---------- EXTRACT TO READ

What could be said or digged about same facilities onboardcJapanese carriers/flag ships?
From what I could understand reading Shattered Sword & al, most of Japanese carriers didn't even have a flag plot, owing to their very small island. In the end the command facilities were rather bare. I am interested to know the floor plan of other facilities inside the island, and especially how they looked like. Any input regarding this matter will be very instructive indeed.
ORIGINAL: wegman58

In the 1970s and 1980s you could have Combat Information Centers on US ships with enlisted men with grease pencils writing backwards behind boards to show where threats were.

The SPRUANCE class destroyers were a step up with lots of electronics, but before that - not so much.

And in the mid-1980s on a KNOX class frigate you had an enlisted guy, a grease pencil, a sound powered phone and a map of the ship showing the Captain where the damage was.

The screens with all the stuff are a modern (late Cold War) invention.

--------------------

SET EXERCISE A = Change "tall pine tree" to "tall spruce" in the entries, and give back only everything from the line containing "pine tree --coords pixels" down to the end of the entries, with nothing else altered.
The text and the entries are independent of each other.

---------- EXERCISE INPUT

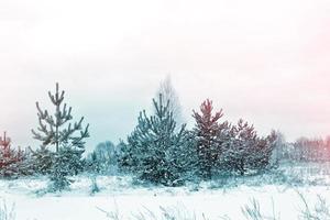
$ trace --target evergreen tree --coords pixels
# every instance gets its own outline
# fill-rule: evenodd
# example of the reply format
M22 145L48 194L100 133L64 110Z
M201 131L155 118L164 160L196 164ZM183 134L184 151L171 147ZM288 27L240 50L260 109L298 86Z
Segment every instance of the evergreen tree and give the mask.
M147 117L142 111L138 125L128 138L123 148L121 164L138 174L141 179L166 186L183 184L183 172L188 160L185 155L189 147L183 142L188 140L189 132L185 124L175 132L176 122L169 110L169 101L164 105L163 97L153 99L155 114Z
M11 139L4 132L3 136L0 136L0 176L18 177L28 174L23 163L25 153L23 151L11 148Z
M231 128L230 134L231 144L223 147L220 157L223 169L245 175L252 170L264 170L268 166L275 146L275 133L260 138L254 127L241 119Z
M200 176L205 179L212 177L212 168L221 153L220 134L227 122L220 124L218 120L223 116L222 110L212 113L212 101L207 99L200 106L200 112L194 111L196 125L194 133L197 142L198 166Z
M156 98L162 95L163 100L168 101L168 111L173 112L173 118L177 123L183 123L183 112L176 89L172 84L170 76L168 75L164 80L161 81ZM177 127L179 129L179 127Z
M87 156L87 169L99 174L116 174L119 161L119 146L107 141L96 146L92 153Z
M84 117L75 123L69 121L72 117L72 107L67 109L66 103L63 105L65 91L59 94L58 84L56 84L55 95L48 91L48 97L52 103L55 106L55 113L51 116L47 110L42 110L38 102L36 102L36 109L38 111L38 132L32 130L34 139L42 142L42 147L48 145L55 145L56 152L58 152L59 146L72 146L84 150L84 140L89 136L88 127L82 128ZM66 124L68 125L66 127ZM75 135L75 132L80 131L79 135Z
M65 91L59 92L58 84L55 95L48 91L48 97L55 106L54 116L47 110L43 111L36 102L40 127L38 132L32 130L34 139L42 142L41 150L34 154L36 164L41 167L41 173L51 175L54 190L65 189L70 183L67 177L82 170L81 155L85 152L85 139L89 138L89 124L82 128L84 117L79 122L70 123L72 107L67 109L66 103L63 103L64 94ZM55 152L47 148L50 145L55 145Z

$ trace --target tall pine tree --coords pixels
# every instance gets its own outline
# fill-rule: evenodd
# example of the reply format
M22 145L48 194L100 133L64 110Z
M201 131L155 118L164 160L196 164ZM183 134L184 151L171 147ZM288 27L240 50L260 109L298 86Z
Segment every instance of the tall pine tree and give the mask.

--------------------

SET EXERCISE B = According to the excerpt on naval command facilities, what did enlisted men in Combat Information Centers use to write backwards behind boards?

EXPECTED OUTPUT A =
$ trace --target tall spruce --coords pixels
# every instance gets its own outline
# fill-rule: evenodd
# example of the reply format
M22 145L48 194L100 133L64 110Z
M201 131L155 118L164 160L196 164ZM183 134L184 151L171 147ZM288 27L240 50L260 109L298 86Z
Segment every instance of the tall spruce and give the mask.

EXPECTED OUTPUT B = Grease pencils.